Excerpt provided:

· · · · ·

We hate to recall it, but Pyongyang staged one of its bloodiest terror attacks against South Koreans in October 1983 in the Burmese capital Rangoon (now Yangon of Myanmar) where President Chun Doo-hwan was on a state visit. Chun escaped unharmed but 17 members of his entourage were killed. The outrage came two years after the IOC awarded the 24th Summer Olympics to Seoul and preparations were in full swing.

Another tragedy was recorded on Nov. 29, 1987 when Korean Air Flight 858 with 115 people aboard disappeared in the Andaman Sea. Two North Korean agents were arrested in Abu Dhabi; one poisoned himself to death and the other, a 25-year-old woman, confessed to planting explosive devices on the B-707 airliner on a direct order from Kim Jong-il. Pyongyang wanted to scare world athletes away from the Seoul Olympics, South Korean authorities announced.

In June 2002 when the FIFA World Cup matches were being held in South Korea and Japan, North Korea’s unprovoked naval attack in the West Sea left six South Korean sailors dead and a dozen others wounded. Tension remains high in the waters around Baengnyeong and Yeonpyeong islands where the North’s torpedo attack and artillery shelling last year claimed 48 lives.

As South Korea is about to achieve the “grand slam” of the world’s top sports events with the Winter Olympics after the Summer Olympics and the FIFA World Cup, pure envy and jealousy would drive the Pyongyang leadership to do something again to deter the South from running ahead in growing distance from it. The 1988 Seoul Olympics put South Korea at center stage, the 2002 World Cup confirmed the South’s stature as a sports and economic powerhouse, and the 2018 Winter Olympics will give it membership in the advanced club of global society.

Seoul-based media specializing in affairs inside the North report random reactions from its citizens to South Korea’s hosting the Winter Games several years later. Quoting candid comments from ordinary North Korean residents, the Daily NK and other news outlets observed that they would now better realize what South Korea truly is and feel a stronger psychological pull from the advanced South.

· · · · ·

Entries shown:
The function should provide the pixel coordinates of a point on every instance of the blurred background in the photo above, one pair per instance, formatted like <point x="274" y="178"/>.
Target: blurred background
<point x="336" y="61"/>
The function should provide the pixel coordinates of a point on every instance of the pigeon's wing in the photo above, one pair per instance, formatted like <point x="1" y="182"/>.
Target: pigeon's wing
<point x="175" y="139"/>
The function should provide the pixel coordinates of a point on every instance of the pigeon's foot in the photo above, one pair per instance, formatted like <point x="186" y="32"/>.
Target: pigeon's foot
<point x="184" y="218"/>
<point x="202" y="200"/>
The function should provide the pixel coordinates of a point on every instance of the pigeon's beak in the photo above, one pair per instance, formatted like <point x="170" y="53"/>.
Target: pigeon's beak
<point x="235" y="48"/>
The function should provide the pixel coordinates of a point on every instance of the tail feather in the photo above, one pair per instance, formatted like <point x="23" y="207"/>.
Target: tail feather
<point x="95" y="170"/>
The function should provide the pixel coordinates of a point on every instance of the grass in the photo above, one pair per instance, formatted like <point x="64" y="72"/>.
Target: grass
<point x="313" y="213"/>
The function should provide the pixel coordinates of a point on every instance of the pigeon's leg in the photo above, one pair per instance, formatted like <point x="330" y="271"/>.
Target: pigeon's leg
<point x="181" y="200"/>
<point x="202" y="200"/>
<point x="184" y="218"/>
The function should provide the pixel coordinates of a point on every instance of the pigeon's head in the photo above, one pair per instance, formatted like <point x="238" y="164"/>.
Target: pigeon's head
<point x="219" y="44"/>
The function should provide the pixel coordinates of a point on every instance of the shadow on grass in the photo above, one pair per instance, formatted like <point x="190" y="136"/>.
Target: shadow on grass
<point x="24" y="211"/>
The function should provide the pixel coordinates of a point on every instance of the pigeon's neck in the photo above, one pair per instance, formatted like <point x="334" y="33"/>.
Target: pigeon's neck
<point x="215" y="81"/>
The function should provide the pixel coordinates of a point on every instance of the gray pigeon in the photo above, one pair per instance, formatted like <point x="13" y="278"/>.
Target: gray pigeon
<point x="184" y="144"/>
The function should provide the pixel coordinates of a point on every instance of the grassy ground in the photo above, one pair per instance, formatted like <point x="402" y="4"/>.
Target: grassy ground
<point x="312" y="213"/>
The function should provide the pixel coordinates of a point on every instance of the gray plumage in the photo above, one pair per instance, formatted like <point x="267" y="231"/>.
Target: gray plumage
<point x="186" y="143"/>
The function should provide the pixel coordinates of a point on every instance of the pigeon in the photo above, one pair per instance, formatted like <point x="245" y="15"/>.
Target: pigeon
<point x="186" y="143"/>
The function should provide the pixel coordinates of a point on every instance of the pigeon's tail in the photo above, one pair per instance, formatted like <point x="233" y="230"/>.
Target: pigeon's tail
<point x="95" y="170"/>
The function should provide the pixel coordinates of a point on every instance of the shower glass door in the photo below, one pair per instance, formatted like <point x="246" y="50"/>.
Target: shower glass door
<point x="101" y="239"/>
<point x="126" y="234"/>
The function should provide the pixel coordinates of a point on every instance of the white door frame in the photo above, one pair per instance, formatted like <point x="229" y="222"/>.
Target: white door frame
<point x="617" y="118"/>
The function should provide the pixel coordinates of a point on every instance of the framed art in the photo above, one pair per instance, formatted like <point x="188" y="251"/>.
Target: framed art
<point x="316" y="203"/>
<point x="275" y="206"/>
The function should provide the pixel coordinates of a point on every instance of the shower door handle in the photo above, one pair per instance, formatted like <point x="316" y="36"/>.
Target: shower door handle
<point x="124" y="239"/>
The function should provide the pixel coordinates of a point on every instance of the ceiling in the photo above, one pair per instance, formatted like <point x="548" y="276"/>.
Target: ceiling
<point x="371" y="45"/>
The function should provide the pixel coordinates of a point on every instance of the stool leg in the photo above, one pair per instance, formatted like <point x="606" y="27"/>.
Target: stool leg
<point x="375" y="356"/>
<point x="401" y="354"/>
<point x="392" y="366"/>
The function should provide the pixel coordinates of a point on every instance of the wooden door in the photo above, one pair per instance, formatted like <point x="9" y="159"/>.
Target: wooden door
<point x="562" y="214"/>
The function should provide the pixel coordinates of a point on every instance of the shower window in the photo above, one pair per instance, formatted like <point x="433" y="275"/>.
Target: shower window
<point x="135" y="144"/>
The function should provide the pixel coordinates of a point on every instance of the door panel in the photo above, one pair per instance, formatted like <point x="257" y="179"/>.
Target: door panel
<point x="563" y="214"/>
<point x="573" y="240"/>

· · · · ·

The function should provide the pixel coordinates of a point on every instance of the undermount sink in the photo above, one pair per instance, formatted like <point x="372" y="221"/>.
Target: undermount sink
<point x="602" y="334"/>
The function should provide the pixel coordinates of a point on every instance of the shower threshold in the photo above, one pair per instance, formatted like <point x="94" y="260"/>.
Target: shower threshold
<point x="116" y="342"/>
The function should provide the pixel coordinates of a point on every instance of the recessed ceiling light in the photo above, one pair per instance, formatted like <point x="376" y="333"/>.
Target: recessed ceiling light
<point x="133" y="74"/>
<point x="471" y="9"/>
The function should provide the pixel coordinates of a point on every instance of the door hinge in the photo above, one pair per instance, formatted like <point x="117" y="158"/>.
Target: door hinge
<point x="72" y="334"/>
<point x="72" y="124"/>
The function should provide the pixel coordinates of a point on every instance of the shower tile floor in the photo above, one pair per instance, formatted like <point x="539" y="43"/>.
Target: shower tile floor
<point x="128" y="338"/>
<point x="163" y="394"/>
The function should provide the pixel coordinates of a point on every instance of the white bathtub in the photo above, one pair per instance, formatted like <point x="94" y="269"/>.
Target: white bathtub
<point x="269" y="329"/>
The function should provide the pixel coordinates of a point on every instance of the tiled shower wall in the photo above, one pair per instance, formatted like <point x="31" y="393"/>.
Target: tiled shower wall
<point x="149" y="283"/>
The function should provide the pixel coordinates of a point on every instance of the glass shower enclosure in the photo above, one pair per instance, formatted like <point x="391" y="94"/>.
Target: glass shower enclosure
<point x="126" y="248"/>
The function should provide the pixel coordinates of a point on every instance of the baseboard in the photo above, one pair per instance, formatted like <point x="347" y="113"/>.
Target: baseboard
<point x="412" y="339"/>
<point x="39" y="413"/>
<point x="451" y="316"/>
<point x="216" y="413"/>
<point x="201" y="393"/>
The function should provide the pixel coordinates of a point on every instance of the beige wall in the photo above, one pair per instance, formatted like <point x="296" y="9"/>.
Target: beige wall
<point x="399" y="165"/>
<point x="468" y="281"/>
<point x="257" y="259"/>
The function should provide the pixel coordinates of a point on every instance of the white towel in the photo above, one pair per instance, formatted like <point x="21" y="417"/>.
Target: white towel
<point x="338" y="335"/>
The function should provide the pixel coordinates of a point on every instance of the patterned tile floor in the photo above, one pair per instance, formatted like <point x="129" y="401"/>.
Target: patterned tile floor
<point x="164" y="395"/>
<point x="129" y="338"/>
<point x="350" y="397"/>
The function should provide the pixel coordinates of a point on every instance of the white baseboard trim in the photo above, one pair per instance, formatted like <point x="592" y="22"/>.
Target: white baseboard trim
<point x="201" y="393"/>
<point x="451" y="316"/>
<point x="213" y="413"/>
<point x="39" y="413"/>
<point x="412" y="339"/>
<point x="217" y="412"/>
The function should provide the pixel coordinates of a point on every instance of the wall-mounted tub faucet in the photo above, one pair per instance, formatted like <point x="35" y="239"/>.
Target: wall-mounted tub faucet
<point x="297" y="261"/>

· · · · ·

Exercise instructions:
1. From the commentary on North Korea and South Korea's major sporting events, list the three international sports events that make up the "grand slam" South Korea is about to achieve, with the year of each.
2. Answer these questions from the commentary on North Korea and South Korea's major sporting events:
(a) How many members of President Chun Doo-hwan's entourage were killed in Rangoon?
(b) How many people were aboard Korean Air Flight 858?
(c) How many lives did the torpedo attack and artillery shelling around Baengnyeong and Yeonpyeong islands claim?
3. Continue the commentary on North Korea and South Korea's major sporting events from its final paragraph.

Results for the exercise:
1.
- 1988 Seoul Olympics (the 24th Summer Olympics)
- 2002 FIFA World Cup
- 2018 Winter Olympics

2.
(a) 17
(b) 115
(c) 48

3.
It is therefore likely that the Pyongyang authorities would make efforts to counter at least the imbalance between the two Koreas, at least on a superficial level, by erecting numerous monumental structures in the capital city as they did in the 1980s. In 1989, the year after the Seoul Olympics, Pyongyang staged the World Students and Youth Sports Festival, and we can imagine similar wasteful undertakings in the North again later in this decade in a vain effort to catch the eyes of the world.

Kim Jong-il and his son Jong-un would not just be sitting idly by during the lead-up to the Winter Olympics in PyeongChang, only about 100 kilometers south of the inter-Korean border. In one direction, the North’s rulers would strengthen control over residents, for fear that the sight of the global sports festival in the South could have far greater impact on Northern society than in 1988. In the other, a new wave of military provocations may be launched to highlight security problems on the Korean Peninsula.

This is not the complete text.